====== Text

For reasons that will be clear in a moment, vertical lines are marked at both the trough, or minimum, and the following peak, or maximum, which occur at times 12 and 36:
abline(v=c(12, 36), lty=2)
Then central differencing is applied to this sinusoid and the result is plotted on top:
coswav.d = filter(coswav, c(0.5, 0, -0.5))

par(new=T)

plot(times, coswav.d, axes=F, type="b", xlab="", ylab="", pch=18)

axis(side=4); mtext("Velocity", side=4, line=2)


Fig. 5.12 about here
The values for which the first differenced signal is zero can be seen by plotting a horizontal line with abline(h=0). Finally, abline(v=24) marks the time at which the differenced signal has a maximum value (Fig. 5.12).

Now it is evident from Fig. 5.12 that whenever there is a peak (maximum) or trough (minimum) in the sinusoid, then the differenced signal is zero-valued. This is at it should be because the sinusoid is stationary at these times, i.e., the rate at which the sinusoid changes at these times is zero. In addition, the time at which the differenced signal has a peak is when the sinusoid has the greatest range of change (which is when the amplitude interval between two points of the sinusoid is greatest).

============

» **Exercises to complete**
(1) Collect every line of the entries below that contains the string "white", treating uppercase and lowercase as different.
(2) Resume the passage on central differencing of a sinusoid, writing on from its final sentence.

====== Dataset records

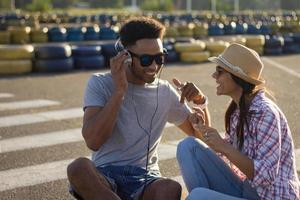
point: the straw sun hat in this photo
(242, 62)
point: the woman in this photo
(256, 160)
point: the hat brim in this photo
(248, 79)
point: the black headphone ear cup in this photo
(119, 46)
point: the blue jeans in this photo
(126, 181)
(207, 176)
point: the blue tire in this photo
(89, 62)
(273, 51)
(79, 51)
(172, 57)
(53, 65)
(107, 33)
(273, 42)
(53, 51)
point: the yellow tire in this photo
(200, 30)
(258, 49)
(4, 37)
(171, 32)
(9, 67)
(185, 31)
(190, 47)
(20, 35)
(194, 57)
(39, 36)
(16, 52)
(257, 40)
(216, 46)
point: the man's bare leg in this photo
(88, 182)
(162, 189)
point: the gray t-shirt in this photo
(129, 140)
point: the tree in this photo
(4, 4)
(40, 5)
(161, 5)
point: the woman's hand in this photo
(213, 139)
(118, 71)
(190, 92)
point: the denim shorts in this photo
(126, 181)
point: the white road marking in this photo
(6, 95)
(297, 153)
(282, 67)
(180, 180)
(27, 104)
(40, 140)
(33, 175)
(16, 120)
(37, 174)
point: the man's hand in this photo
(189, 91)
(213, 139)
(118, 71)
(197, 120)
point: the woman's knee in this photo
(186, 146)
(77, 167)
(165, 189)
(199, 194)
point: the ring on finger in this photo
(206, 134)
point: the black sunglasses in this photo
(146, 60)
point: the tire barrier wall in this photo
(53, 58)
(16, 59)
(88, 57)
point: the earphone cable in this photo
(150, 130)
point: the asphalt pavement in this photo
(41, 117)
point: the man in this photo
(125, 112)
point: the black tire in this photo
(53, 51)
(89, 62)
(86, 51)
(273, 42)
(273, 51)
(53, 65)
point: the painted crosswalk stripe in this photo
(48, 139)
(27, 104)
(16, 120)
(282, 67)
(37, 174)
(40, 140)
(6, 95)
(297, 154)
(23, 119)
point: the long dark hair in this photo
(248, 93)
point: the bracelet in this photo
(204, 104)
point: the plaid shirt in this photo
(268, 142)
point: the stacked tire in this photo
(4, 37)
(16, 59)
(256, 42)
(215, 48)
(290, 47)
(88, 57)
(57, 34)
(172, 53)
(92, 33)
(171, 32)
(107, 33)
(200, 30)
(20, 35)
(39, 35)
(75, 34)
(193, 52)
(53, 58)
(273, 45)
(185, 30)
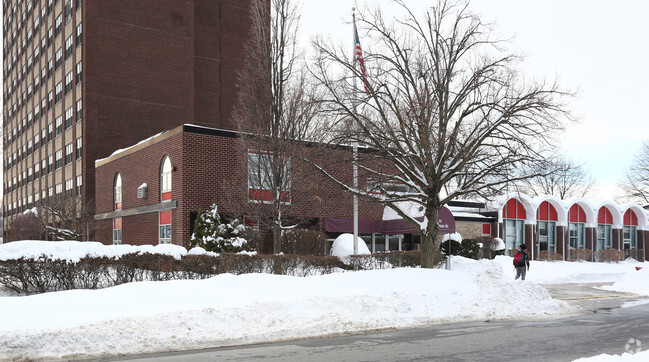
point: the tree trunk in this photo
(277, 248)
(429, 237)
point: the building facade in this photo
(151, 192)
(85, 78)
(574, 229)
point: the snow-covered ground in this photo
(230, 310)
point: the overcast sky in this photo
(597, 47)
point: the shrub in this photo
(213, 235)
(470, 249)
(456, 247)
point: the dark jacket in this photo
(525, 257)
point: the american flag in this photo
(358, 57)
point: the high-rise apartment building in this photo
(83, 78)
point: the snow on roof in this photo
(344, 246)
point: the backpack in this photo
(519, 259)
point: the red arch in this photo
(630, 218)
(577, 214)
(604, 216)
(546, 212)
(514, 210)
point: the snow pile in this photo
(557, 272)
(638, 356)
(637, 282)
(230, 310)
(73, 251)
(454, 236)
(344, 246)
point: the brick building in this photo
(151, 192)
(84, 78)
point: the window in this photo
(576, 235)
(36, 83)
(58, 59)
(164, 228)
(68, 82)
(629, 237)
(79, 185)
(165, 179)
(79, 35)
(117, 231)
(69, 187)
(79, 75)
(514, 231)
(260, 181)
(604, 238)
(79, 148)
(117, 192)
(79, 110)
(58, 23)
(547, 232)
(69, 152)
(59, 125)
(68, 46)
(59, 160)
(69, 117)
(59, 92)
(68, 11)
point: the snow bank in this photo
(557, 272)
(73, 251)
(344, 246)
(638, 356)
(636, 282)
(230, 310)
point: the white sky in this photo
(596, 47)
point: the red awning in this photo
(397, 226)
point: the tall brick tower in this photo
(83, 78)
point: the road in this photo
(601, 327)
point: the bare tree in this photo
(444, 106)
(66, 217)
(275, 109)
(560, 177)
(635, 183)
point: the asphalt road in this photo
(600, 327)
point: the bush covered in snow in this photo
(213, 235)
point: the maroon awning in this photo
(397, 226)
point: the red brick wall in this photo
(152, 65)
(211, 169)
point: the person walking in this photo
(521, 262)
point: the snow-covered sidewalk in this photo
(230, 310)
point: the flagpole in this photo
(355, 148)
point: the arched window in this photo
(117, 192)
(604, 229)
(164, 217)
(629, 230)
(514, 216)
(165, 179)
(577, 227)
(547, 217)
(117, 222)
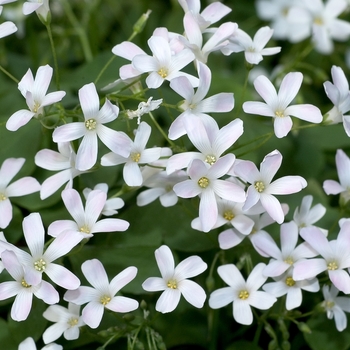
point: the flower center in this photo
(259, 186)
(90, 124)
(163, 72)
(210, 159)
(25, 284)
(332, 266)
(289, 260)
(279, 113)
(73, 321)
(228, 215)
(105, 299)
(203, 182)
(243, 294)
(172, 284)
(135, 156)
(40, 265)
(84, 229)
(290, 282)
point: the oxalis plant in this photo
(174, 174)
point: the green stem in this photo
(57, 76)
(172, 144)
(79, 30)
(9, 74)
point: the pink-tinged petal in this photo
(182, 86)
(87, 152)
(47, 293)
(21, 306)
(9, 169)
(306, 112)
(270, 165)
(127, 50)
(252, 198)
(93, 207)
(340, 279)
(132, 174)
(95, 273)
(82, 295)
(287, 185)
(317, 241)
(74, 205)
(51, 160)
(219, 103)
(52, 98)
(242, 313)
(261, 300)
(153, 284)
(266, 90)
(208, 210)
(122, 279)
(69, 132)
(332, 187)
(247, 171)
(289, 88)
(18, 119)
(145, 63)
(62, 245)
(306, 269)
(268, 246)
(62, 276)
(221, 297)
(34, 234)
(215, 11)
(168, 300)
(343, 167)
(89, 101)
(110, 225)
(272, 206)
(231, 275)
(23, 186)
(116, 141)
(258, 108)
(282, 126)
(193, 293)
(122, 304)
(230, 238)
(256, 278)
(41, 82)
(165, 261)
(5, 213)
(54, 182)
(193, 32)
(187, 189)
(190, 267)
(92, 314)
(228, 135)
(229, 190)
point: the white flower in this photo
(103, 293)
(174, 281)
(243, 294)
(277, 104)
(34, 91)
(67, 322)
(92, 129)
(335, 306)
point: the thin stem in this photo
(57, 76)
(9, 74)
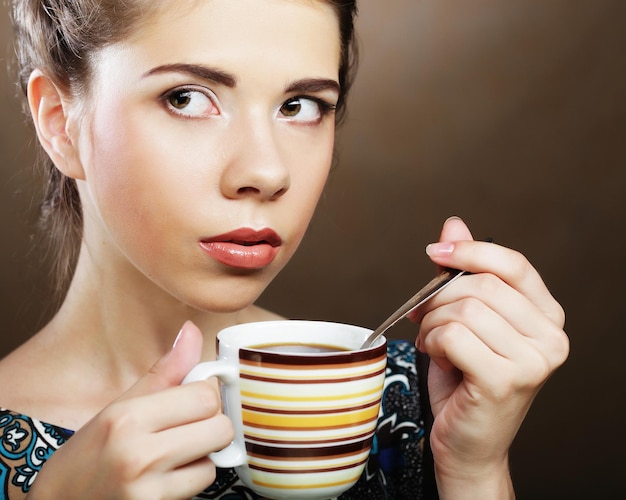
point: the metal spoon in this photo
(437, 284)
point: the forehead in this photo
(299, 32)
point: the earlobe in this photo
(49, 112)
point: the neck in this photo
(122, 322)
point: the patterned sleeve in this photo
(394, 469)
(25, 445)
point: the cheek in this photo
(135, 182)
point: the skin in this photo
(154, 182)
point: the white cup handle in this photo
(234, 454)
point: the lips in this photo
(244, 248)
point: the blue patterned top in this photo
(393, 471)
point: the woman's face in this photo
(205, 143)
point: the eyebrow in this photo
(313, 85)
(215, 75)
(203, 72)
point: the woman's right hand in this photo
(153, 442)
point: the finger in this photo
(186, 482)
(513, 307)
(489, 326)
(454, 229)
(170, 370)
(172, 407)
(509, 265)
(179, 446)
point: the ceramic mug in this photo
(304, 400)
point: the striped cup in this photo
(304, 400)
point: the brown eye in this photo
(191, 103)
(180, 100)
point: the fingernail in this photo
(440, 249)
(179, 336)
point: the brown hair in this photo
(58, 37)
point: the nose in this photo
(256, 168)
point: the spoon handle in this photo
(435, 285)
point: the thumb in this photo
(171, 369)
(454, 229)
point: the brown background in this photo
(510, 114)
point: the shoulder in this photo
(34, 382)
(25, 445)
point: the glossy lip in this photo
(243, 248)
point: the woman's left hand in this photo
(493, 337)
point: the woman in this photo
(189, 143)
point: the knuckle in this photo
(470, 307)
(519, 266)
(489, 284)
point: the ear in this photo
(52, 123)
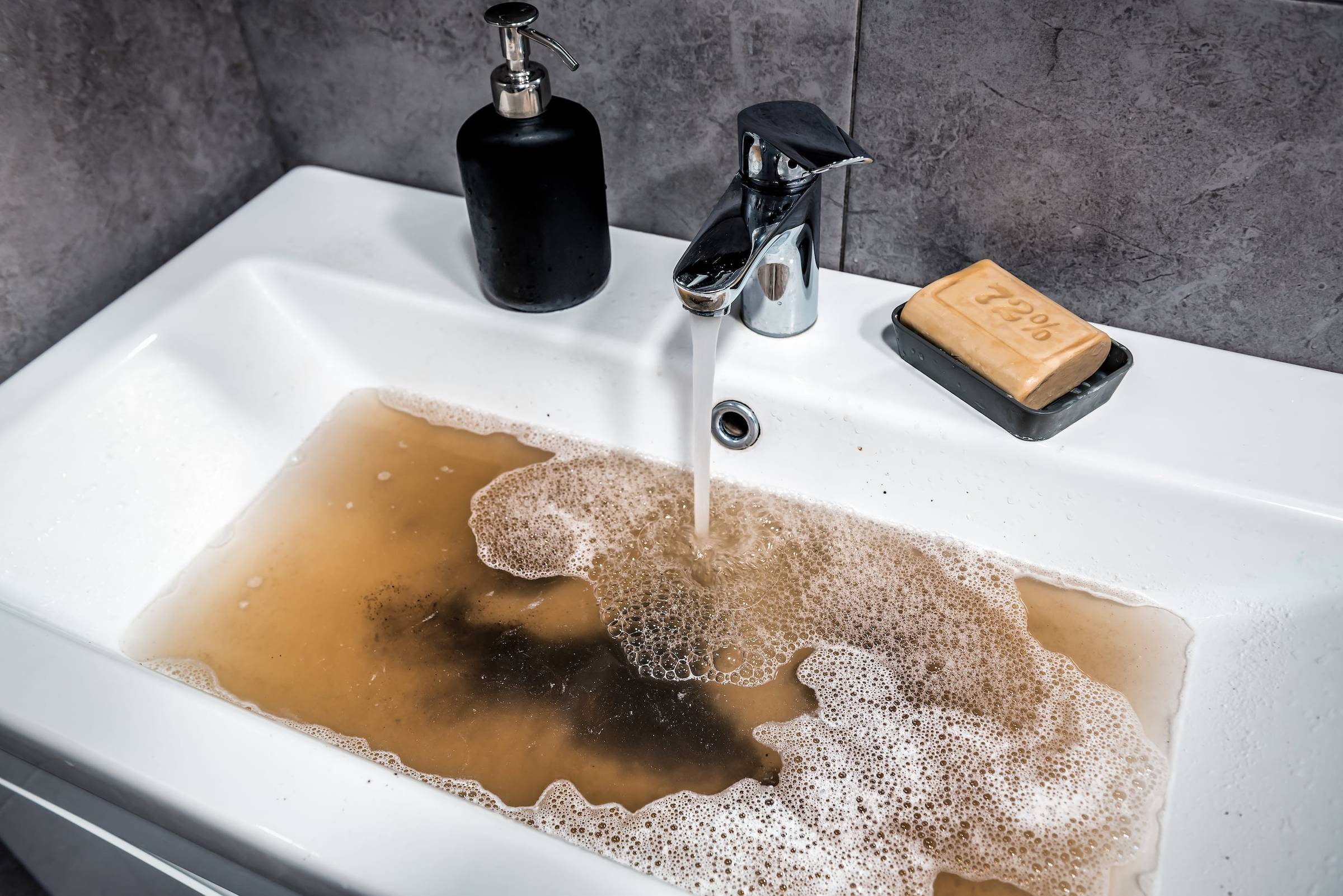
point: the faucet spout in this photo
(759, 243)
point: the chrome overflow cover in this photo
(734, 426)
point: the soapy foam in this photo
(946, 738)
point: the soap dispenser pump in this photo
(534, 179)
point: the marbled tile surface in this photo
(381, 88)
(1172, 167)
(128, 128)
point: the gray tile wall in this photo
(1166, 166)
(128, 128)
(1172, 167)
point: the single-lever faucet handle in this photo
(512, 19)
(787, 142)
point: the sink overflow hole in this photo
(735, 426)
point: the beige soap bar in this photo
(1024, 342)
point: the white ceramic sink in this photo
(1210, 483)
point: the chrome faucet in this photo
(760, 242)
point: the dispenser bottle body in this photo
(536, 199)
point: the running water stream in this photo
(704, 345)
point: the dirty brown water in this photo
(351, 598)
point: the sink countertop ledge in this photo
(1209, 483)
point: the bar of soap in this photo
(1016, 337)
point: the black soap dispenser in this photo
(534, 180)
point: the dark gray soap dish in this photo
(1025, 423)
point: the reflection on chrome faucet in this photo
(760, 240)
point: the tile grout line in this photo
(261, 88)
(853, 119)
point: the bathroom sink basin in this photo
(1209, 484)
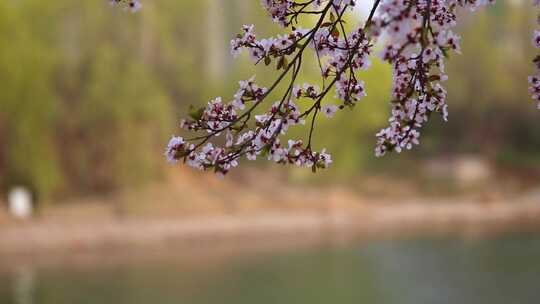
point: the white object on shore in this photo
(20, 203)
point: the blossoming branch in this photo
(416, 37)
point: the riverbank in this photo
(195, 214)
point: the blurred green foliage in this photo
(90, 94)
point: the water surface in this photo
(505, 270)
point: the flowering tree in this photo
(416, 37)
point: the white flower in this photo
(329, 110)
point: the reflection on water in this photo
(415, 271)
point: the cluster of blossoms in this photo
(534, 81)
(419, 38)
(132, 5)
(416, 37)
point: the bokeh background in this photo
(90, 95)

============

» **Answers to each task**
(1)
point: the white road marking in this photo
point: the white sky in this photo
point: the white flower in this photo
point: the white cup handle in this photo
point: the white ceramic sink in this photo
point: the white object on shore in this photo
point: the white flower in this photo

(2)
One of the remarkable discoveries in speech research in the last 20-30 years, which is brought out so well by EMA analyses, is that the movement of the supralaryngeal articulators - the jaw, lips, different points on the tongue - as a function of time often bears quite a close resemblance to the sinusoidal movement shown on the left in Fig. 5.12. For example, there is a quasi-sinusoidal shape to the movement of the tongue body over the interval of the tongue-body raising and lowering for the /k/ in the 5th segment in Fig. 5.13. These data can be plotted with plot(body.tb[5,]), assuming that the tongue body trackdata has been derived from the corresponding segment list:
body.s = emu.query("ema5", "*", "[TB=raise -> TB = lower]")

body.tb = emu.track(body.s, "tb_posz")

plot(body.tb[5,])
The velocity of the tongue body can be derived using the same central differencing procedure described above. In the procedure below, the filter() function is put inside another function cendiff() which removes the first and last NA. The arguments to this function are the speech frames and the coefficients set by default to those for central differencing:
cendiff <- function(spframes, coeffs=c(0.5, 0, -.5))

{

times = tracktimes(spframes)



result = filter(spframes, coeffs)

temp = is.na(result)

result = cbind(result[!temp])

rownames(result) <- times[!temp]

result

}
The function can be applied to speech frames as this example shows:


cendiff(frames(body.tb[5,]))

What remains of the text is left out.